* _TASK INPUTS_:
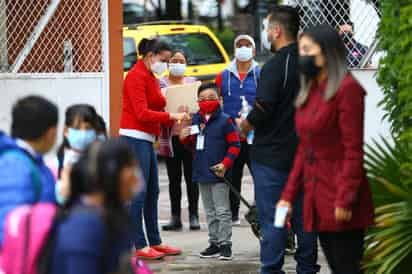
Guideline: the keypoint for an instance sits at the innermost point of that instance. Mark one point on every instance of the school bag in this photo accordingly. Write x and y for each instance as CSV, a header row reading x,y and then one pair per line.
x,y
27,229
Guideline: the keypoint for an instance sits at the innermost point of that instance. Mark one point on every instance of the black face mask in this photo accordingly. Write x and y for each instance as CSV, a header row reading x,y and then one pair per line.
x,y
308,67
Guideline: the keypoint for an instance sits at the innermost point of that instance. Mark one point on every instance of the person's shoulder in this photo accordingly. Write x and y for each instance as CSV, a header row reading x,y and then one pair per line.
x,y
15,161
83,231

* _WRITTEN INSTRUCTION_:
Copy every line of text from the records above, word for word, and leave the pictures out of your answer.

* _SOLUTION TO THIS PROBLEM_:
Guideline: the keypoint for an instance sits at the innermost point of that instance. Mark one point on every instance of the school bag in this photo accordingly. Write x and y for each instance as CSV, a header row reading x,y and then one pair per line.
x,y
27,229
Guideline: the keypoint for an instance sits at the innermost point of that instance. Mark one point on every instance of the black face mask in this photo accordingly. Write x and y for each instance as CSV, a header row reading x,y and then one pair per line.
x,y
308,67
Guideline: the keypoint for an instance sits at the innermost point of that instance. Mark one point on every instance of the person's shoulder in this photo accordingly. Write x and y for each instance as CSV, a header row reading x,y and then one pair per line.
x,y
15,161
83,231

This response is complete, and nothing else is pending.